--- start of GIVEN DATA ---

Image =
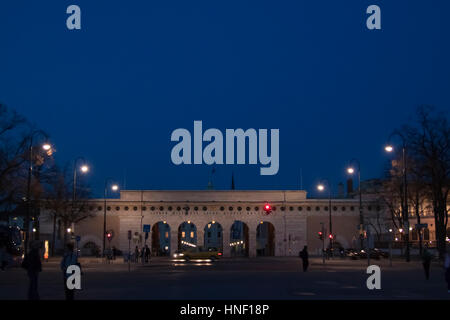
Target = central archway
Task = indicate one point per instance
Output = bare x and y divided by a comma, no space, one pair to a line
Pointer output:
213,237
239,239
265,239
187,235
160,239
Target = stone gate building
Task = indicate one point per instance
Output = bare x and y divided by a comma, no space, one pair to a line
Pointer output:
180,218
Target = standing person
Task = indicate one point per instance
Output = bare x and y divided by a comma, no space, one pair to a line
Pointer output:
147,253
32,263
447,269
69,258
305,258
136,254
426,260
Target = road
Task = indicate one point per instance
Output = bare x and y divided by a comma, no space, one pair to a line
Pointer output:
257,278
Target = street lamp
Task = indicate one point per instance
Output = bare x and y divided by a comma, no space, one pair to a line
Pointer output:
389,148
321,187
114,187
351,170
48,148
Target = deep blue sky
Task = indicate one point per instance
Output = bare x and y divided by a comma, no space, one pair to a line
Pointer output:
114,91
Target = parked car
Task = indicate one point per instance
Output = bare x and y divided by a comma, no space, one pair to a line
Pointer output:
198,253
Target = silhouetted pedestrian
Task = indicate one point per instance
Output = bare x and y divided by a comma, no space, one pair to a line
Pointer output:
305,258
147,253
69,259
426,259
32,263
447,269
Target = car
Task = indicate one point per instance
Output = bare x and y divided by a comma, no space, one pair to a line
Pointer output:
198,253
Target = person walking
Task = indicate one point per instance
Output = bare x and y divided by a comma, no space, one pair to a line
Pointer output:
305,258
447,269
69,258
426,261
147,253
32,263
136,254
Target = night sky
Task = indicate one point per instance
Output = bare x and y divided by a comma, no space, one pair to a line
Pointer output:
114,91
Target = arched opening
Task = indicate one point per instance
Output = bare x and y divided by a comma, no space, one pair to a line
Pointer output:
90,249
187,235
160,239
213,238
265,239
239,239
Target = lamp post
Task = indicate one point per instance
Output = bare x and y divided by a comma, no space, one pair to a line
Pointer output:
321,187
351,170
114,187
46,147
405,214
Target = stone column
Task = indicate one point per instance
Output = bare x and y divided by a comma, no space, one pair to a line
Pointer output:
200,238
173,240
252,242
226,242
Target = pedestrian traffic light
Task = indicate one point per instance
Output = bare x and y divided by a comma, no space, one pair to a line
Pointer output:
267,208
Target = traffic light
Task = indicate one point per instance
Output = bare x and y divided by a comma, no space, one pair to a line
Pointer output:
267,208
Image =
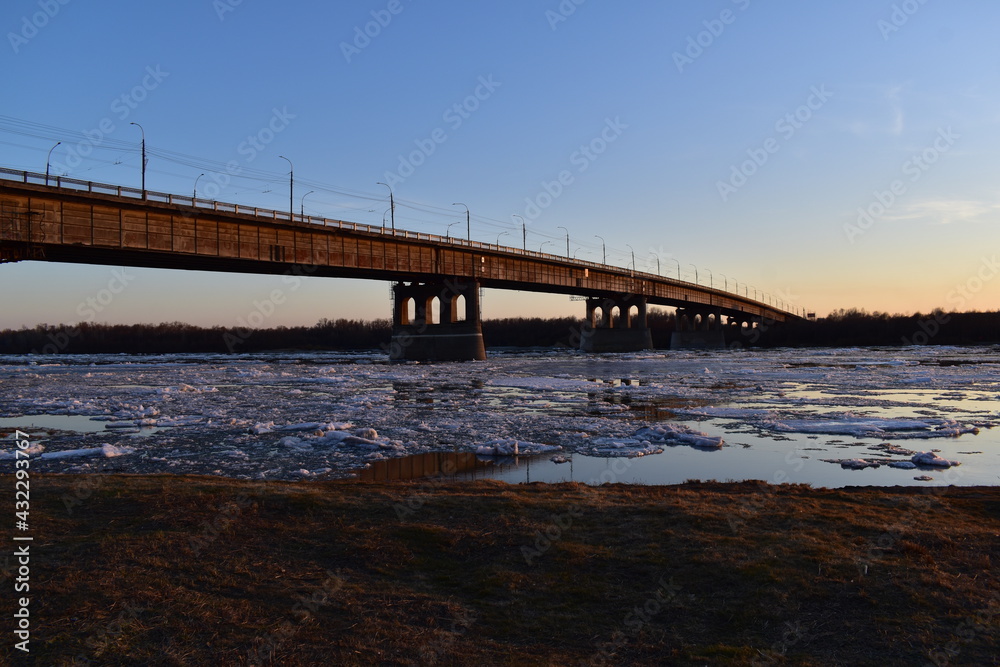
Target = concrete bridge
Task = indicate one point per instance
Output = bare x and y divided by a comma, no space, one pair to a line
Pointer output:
436,309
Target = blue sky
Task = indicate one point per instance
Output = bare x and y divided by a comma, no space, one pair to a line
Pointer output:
836,154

--- end of GIVEN DATA ---

[DIRECTION]: Substitute "Label" for every occurrence of "Target" throughout the listing above, and reproduce it otherwise unchanged, omitting the pictures.

[FULL RESPONSE]:
Image =
Label = central archway
Task = indicate one point per instance
Output = bare x and y divided by a comma, no space, one pair to a line
Pointer output:
213,237
239,239
265,239
187,235
160,239
Label = stone gate building
Task = indicate one point per instance
Output = bare x and y divided by a comma, no space, one pair to a line
Pointer output:
180,218
Label = standing person
Task = indicate one point per instance
Output = bare x and y divided by a comma, no space, one pair to a line
Pointer output:
147,253
32,263
447,269
69,258
305,258
136,254
426,260
Label = road
Task = indicate one point per instance
Output = bare x and y divided by a comma, no space, one pair to a line
Pointer output:
257,278
Label = street lamp
Task = indicate one point per instance
Output = bare x and y divided by a comma, no space, one pair to a line
Pointer output:
389,148
321,187
114,187
351,170
48,148
Label = deep blue sky
Task = indicate one point per instance
Output = bare x and y divided by a comma, no space, one pair to a line
Pointer output:
114,91
Label = parked car
Task = indicate one point per instance
Output = bare x and y divided by a comma, no space, one pair to a line
Pointer output:
198,253
Label = silhouetted pedestrian
Task = indicate one point per instance
Output = bare x and y divided by a comma, no space, one pair to a line
Pointer output:
305,258
147,253
69,259
426,259
32,263
447,269
Label = car
Task = indicate one point per instance
Output = bare x and y divided by a comma, no space, one pair to a line
Pointer output:
198,253
Label = person walking
Task = indicate one point per instance
Output = bare x and y divided by a comma, no space, one pair to a line
Pointer output:
305,258
447,269
69,258
426,261
147,253
32,263
136,254
Label = night sky
Task = indicate one point per instance
Output = bare x and y divided by a comma, no space, one pair to a line
Pointer output:
114,91
Label = arched opening
Task = indicate one point per instance
Output = bare x and y divided by a comma, no space, one pair to a line
Pointer output:
90,249
187,235
160,239
213,238
265,239
239,239
Label = lamp post
Task = indicate one point per instance
Output = bare x and y divided by a comma, no space, one pair to a line
Pointer output:
321,187
351,170
114,187
46,147
405,214
Label = stone column
Task = indicate one point per instance
Output = bare x and y divided by a comma, no space, one pair to a line
Pointer output:
200,238
173,240
252,242
226,242
Label = pedestrian traffic light
Task = indicate one point per instance
Output = bare x and y divided by a comma, no space, one pair to a line
Pointer output:
267,208
Label = traffic light
Task = indicate one point per instance
Output = bare x and y divided by a comma, no space, one pair to a line
Pointer output:
267,208
Image =
Label = concrete bridge
Task = indicate one point per instance
Output = bare x and y divided by a comma, no space, one pair to a line
Pointer output:
436,309
Label = blue sky
Task = indicate one point per instance
Output = bare x and y divided by a comma, no space, one pair to a line
Pointer output:
836,154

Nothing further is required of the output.